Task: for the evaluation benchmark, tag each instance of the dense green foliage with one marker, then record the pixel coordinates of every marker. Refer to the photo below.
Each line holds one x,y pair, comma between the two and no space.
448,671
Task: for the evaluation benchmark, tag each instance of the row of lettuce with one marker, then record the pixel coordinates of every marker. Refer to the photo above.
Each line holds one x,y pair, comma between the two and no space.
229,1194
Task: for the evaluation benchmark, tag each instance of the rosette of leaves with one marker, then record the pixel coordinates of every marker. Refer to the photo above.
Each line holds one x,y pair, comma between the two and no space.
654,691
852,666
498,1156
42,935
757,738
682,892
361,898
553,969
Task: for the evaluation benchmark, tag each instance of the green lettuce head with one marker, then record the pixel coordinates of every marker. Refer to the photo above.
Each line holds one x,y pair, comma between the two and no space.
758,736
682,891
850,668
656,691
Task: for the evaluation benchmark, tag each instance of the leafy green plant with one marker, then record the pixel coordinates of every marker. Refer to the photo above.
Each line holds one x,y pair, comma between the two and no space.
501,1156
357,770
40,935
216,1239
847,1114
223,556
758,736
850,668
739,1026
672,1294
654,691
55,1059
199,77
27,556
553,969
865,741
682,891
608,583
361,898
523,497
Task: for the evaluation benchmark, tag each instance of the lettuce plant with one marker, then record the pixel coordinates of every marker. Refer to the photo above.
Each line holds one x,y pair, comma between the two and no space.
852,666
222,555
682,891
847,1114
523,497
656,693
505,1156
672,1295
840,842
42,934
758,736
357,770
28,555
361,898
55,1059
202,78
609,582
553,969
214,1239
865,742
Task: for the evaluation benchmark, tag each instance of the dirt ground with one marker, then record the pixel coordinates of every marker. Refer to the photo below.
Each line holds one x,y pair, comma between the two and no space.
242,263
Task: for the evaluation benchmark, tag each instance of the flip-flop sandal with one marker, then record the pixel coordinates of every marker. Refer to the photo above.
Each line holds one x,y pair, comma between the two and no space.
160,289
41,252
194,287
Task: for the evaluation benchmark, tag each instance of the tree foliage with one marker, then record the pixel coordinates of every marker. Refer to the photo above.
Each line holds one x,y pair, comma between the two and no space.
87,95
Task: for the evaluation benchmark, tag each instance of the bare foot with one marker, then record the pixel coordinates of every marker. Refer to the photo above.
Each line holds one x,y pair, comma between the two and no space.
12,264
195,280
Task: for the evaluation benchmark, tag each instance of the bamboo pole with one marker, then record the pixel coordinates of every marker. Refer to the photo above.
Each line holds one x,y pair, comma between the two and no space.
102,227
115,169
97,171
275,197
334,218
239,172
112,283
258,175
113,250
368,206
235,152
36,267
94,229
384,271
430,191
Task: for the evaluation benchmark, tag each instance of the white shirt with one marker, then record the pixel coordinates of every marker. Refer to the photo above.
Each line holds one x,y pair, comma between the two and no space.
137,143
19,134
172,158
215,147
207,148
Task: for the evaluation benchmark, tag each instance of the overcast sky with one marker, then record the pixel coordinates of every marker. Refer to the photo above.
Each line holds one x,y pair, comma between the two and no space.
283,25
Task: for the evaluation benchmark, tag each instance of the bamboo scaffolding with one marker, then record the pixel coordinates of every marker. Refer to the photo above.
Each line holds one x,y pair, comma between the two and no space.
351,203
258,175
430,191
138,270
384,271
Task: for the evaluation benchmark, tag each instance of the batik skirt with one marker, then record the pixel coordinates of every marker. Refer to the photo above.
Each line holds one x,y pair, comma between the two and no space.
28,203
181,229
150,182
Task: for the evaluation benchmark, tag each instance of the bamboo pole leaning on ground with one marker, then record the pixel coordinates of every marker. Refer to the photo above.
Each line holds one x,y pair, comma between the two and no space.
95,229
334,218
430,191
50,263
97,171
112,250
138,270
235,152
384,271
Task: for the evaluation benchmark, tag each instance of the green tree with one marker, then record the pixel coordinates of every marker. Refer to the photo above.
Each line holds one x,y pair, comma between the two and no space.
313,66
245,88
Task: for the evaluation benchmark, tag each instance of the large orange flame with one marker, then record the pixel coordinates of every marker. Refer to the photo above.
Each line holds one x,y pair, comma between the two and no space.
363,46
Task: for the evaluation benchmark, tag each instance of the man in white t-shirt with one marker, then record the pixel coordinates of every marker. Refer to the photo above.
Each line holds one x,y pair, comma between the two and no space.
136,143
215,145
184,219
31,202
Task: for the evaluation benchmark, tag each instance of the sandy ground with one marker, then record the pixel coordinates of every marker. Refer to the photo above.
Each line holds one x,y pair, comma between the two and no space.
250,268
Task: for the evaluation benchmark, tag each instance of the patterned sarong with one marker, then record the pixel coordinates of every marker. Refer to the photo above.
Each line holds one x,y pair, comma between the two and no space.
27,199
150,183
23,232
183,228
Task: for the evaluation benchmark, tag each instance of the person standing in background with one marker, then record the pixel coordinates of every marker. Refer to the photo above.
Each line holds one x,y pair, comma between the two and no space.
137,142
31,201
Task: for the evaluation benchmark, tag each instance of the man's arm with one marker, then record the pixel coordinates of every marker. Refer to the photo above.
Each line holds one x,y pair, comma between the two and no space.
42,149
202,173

::::::::::

WHAT IS ASKED —
Write out the whole listing above again, switching every "marker" to "dot" and leaving everything else unchanged.

SOLUTION TO THE PROBLEM —
Task: for the evaluation benchmark, tag each instance of the dense green foliage with one dot, then record the pixel coordinates of every dot. Refer to the photo below.
Each line holds one x,y pair, comma between the two and no space.
448,671
Task: for the evaluation benchmark, tag each instance of the row of lettuce with one dot, then record the pixel coordinates of every dot. Refer to the photo above.
Each line holds one x,y pair, comma between the two and no space.
229,1194
Task: for the evaluation benchmark, tag each instance of the rosette of leaves with one dot, then record the pixel coordinates of every dot. Refer to the photo above.
Each line holds one x,y pair, comma between the two and no space.
654,691
852,666
498,1156
42,935
757,738
682,892
361,898
553,969
Task: for the evaluation benchmark, tag each instance of the green lettuce head with one dot, then record the pixel coordinates of every dot. Refer to the photo above.
Each line holds one x,y pair, comma between the two and no space.
758,736
682,891
850,668
656,691
Task: for the evaluation benchmark, tag each instance of the leafy green plant with one dot, then record the pixel coordinates of every dot. Refer to the photo above.
Each line holds one x,y pair, comma between the two and no space.
501,1156
357,770
40,935
216,1239
847,1114
223,556
758,736
850,668
739,1026
672,1294
654,691
55,1059
199,77
27,556
553,969
865,741
682,891
608,583
361,898
523,497
Task: for the evaluation benchmark, tag each instance of the lettuce plant with one dot, then record the pixel coordinates of every dot. Refer to the photo above.
Each line holds one x,y pair, comma between the two and no space.
852,666
222,555
682,891
847,1114
523,497
656,693
505,1156
672,1295
840,842
42,934
758,736
357,770
28,555
361,898
55,1059
202,78
609,582
553,969
214,1239
865,742
Task: for the evaluation benchmark, tag each instance of the dirt ground with one dot, then record the pixel coordinates of every dot. Refer to the photo below.
Each line holds one x,y pair, comma between the two and no space.
242,263
Task: for the evaluation benchmark, tag each instance of the flip-flop sandal with one dot, then record the pixel coordinates of every dot. Refer to the photo above.
Each line holds one x,y pair, comma between the two and no space.
160,289
41,252
194,287
Task: for the evaluation benchmark, tag each instance of the tree foliage with one dot, then record the pixel coordinates of every dot. Refer to the photo above.
Each line holds one x,y pair, comma between the two and no space.
87,95
Task: for the evaluation benchmark, tag each instance of the bare foot with one dot, then record the pixel coordinates of every dot. Refer to the photo above.
Each line holds one x,y pair, comma between the two and no space.
12,264
195,280
Task: for the evaluation benchmark, tag each instance of the bamboo pole with one dot, then record the pixel coordinates of every dot. Refer to the photo above.
Each line holds one x,y pair, comma between the two and no space.
102,227
115,169
97,171
275,197
334,218
239,172
112,283
258,175
113,250
368,206
235,152
36,267
94,229
384,271
430,191
Task: for the evaluation benchmark, tag each instance of the white shirt with one dot, then record the pixel coordinates of every dot. Refer to the photo above.
Each line holds one x,y pair, comma between the two and no space.
137,143
19,134
172,158
215,147
207,148
Task: for the evaluation benchmark, tag each instance of the overcast sky with one dot, then record the pixel coordinates of every dot. Refer to the photo above.
Each line holds one x,y pair, comma between the two and no space.
283,25
Task: for the evaluation benchmark, tag each instance of the bamboo scaffolding with one dot, then record the pixel coordinates of every dot. Refer to the photo above.
Each line holds one x,y pair, comma between the two and no space.
351,203
258,175
430,191
138,270
384,271
Task: for the evaluation benchmark, tag each instance of the batik skirt with one dot, then record the pixel coordinates of every dot. Refer to the photo above.
Each line holds one x,y pair, comma between the two and no space.
28,203
181,229
150,182
Task: for the evaluation benchmark, tag each instance of the bamboo pole leaning on ground with one dot, then record the pixel coordinates of every dot. Refer to the photo above.
Each line holds one x,y pair, comma between the two and no space.
95,229
334,218
430,191
50,263
97,171
112,250
138,270
235,152
384,271
Task: for the evaluation benchmark, tag each instance of the green tree with one dot, then record the pixel coordinates of every dot. Refer to the photo above.
Each line holds one x,y pair, comma between the two and no space.
313,66
245,88
Task: for the evaluation benchmark, tag each instance of the large orange flame with one dot, then record the pixel coordinates of every dot. Refer to the photo above.
Each line holds one x,y pair, comma between the two and no space.
363,46
Task: for the evaluation benchmark, tag each instance of the man in white t-shirt with one dot, then record the pixel coordinates of every dot. Refer to the photo above.
Each line holds one x,y pair, comma between the two and no space.
136,143
215,145
184,219
31,202
Task: for the evaluation benchmark, tag each instance of the sandy ground with one dot, then record the pixel coordinates of every dot. Refer to the photo above.
Each line holds one x,y pair, comma between the two and no space.
250,268
Task: for the evaluation benchmark, tag each instance of the patterned sarong with one dot, then record the pixel coordinates of every dot. Refer to the photo above.
Each line holds one x,y pair, comma between the two and no space.
27,199
150,183
23,232
183,228
Task: for the evaluation benchmark, tag each instance of the person standing in background with one dot, then record the pixel coordinates of every dot. Refer to the photo above.
Each line holds one x,y pair, comma between the two and no space.
137,142
31,201
Task: for the evaluation benchmark, tag each instance of the man's arm with one dot, then record the pixel coordinates of every dot. Refer to the photo above.
Each line holds one x,y pair, comma between the two and no space.
42,149
202,173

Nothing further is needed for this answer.